SELECTED TEXT >>
A good example of a performance measure, somewhat related to 
critical thinking performance, is described by Morreale (1994) in 
discussing the SCA's “The Competent Speaker" instrument for rating 
students' public speaking performance on eight speaking 
competencies. The student chooses and narrows a topic for a 
specific audience and occasion and must devise a thesis or purpose, 
provide supporting material, organize pronunciation, articulation 
and grammar, and physical movement (p.222). The instrument can be 
used to evaluate a speaker's performance in class, for placement in 
or out of classes, for instruction, and for assessment of programs 
or curricula. 

Another argument for multiple-measures concerns the testing of 
predispositions separately. Facione et al. (1995) have noted every 
major theoretician since Dewey who wrote of critical thinking 
identified predisposition as important (pps. 1-25). Dewey argued: 

If we were compelled to make a choice between these personal 
attributes and knowledge about the principles of logical 
reasoning together with some degree of technical skill in 
manipulating special logical processes, we should decide for 
the former (1933). 

Facione, et al. (1995) report a study of 587 new college students 
at a selective private university. Only thirteen percent showed 
positive predisposition toward all predispositions measured (i.e., 
truth-seeking, open-mindedness, analyticity, systematicity , CT- 
self-confidence, inquisitiveness, maturity). These were strong 
students academically. Yet, they almost all showed some opposition 
to truth-seeking. So far as we know, this is the first study of 
predispositions in critical thinking. We need systematic evidence 
and profiles of students' attitudes in order to approach these 
attitudes directly. And conventional skills tests don't provide 
such evidence, for a student might display thinking skills only 
when required, yet be inclined not to do so at other times. Cr a 
student might be strongly inclined to think well but simply lack 
the skill. We need to measure skill and tendency separately in 
order to teach thinking as both skill and habit of mind. 



Guidelines for Creating Critical Thinking Assessments 

For CT assessment tasks approach curriculum development 
backwards. First, decide what students should be able to 
demonstrate and what they know and can do. Second, decide what to 
teach students. This strategy can lead to coherence throughout the 



entire curriculum. When educators have clarity about the intended 
performance and results they will have a set of criteria for 
selection of content, reducing aimless coverage and adjusting 
instruction en route and students will be able to grasp their 
priorities from the beginning. Educators should ask: What is most 
essential for students to learn? Given what I want students to 
learn, what counts as evidence that they understand that? These 
questions combine subject matter and critical thinking. But 
because available standardized CT tests are general and not 
subject-bound, such tests cannot provide evidence of how students 
think about critical thinking questions in meaningful context. 

1. Meaningful Context 

Good performance assessments are more contextualized than 
traditional tests. A question we should ask is: How will students 
use CT skills in the larger world? The American Educational 
Research Association, American Psychological Association and The 
National Council on Measurement in Education (1985) specified the 
following criteria for performance assessments. They should: 1.

Point-per-instance localization data

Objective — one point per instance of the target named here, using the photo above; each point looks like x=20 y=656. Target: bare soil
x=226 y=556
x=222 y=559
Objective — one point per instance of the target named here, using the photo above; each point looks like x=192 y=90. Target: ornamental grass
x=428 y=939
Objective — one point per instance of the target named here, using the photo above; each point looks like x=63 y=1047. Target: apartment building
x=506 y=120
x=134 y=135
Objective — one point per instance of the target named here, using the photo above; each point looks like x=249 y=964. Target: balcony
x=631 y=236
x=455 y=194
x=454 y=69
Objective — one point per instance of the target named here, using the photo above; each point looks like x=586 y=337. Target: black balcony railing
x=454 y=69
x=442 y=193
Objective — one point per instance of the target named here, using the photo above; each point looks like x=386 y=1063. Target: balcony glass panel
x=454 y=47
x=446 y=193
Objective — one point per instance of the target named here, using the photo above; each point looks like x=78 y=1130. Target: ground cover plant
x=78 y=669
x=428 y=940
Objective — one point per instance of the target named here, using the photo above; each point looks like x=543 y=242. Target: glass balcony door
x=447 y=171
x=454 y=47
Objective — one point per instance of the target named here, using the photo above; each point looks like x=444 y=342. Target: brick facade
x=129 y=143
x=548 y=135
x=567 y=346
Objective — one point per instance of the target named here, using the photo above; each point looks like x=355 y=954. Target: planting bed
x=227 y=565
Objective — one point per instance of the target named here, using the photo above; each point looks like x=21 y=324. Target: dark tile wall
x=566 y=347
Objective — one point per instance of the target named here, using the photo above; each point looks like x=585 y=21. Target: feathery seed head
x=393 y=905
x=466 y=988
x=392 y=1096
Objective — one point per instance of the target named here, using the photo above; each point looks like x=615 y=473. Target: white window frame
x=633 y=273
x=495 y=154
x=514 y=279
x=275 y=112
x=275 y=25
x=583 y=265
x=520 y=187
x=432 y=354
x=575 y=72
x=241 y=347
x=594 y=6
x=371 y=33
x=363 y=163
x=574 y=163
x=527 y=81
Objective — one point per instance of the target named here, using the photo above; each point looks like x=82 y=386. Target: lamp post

WHAT IS NEEDED >>
Reproduce the passage of the excerpt above on assessing critical thinking, starting at "If we were compelled" and ending at "the former (1933).".

TASK RESULT >>
If we were compelled to make a choice between these personal 
attributes and knowledge about the principles of logical 
reasoning together with some degree of technical skill in 
manipulating special logical processes, we should decide for 
the former (1933).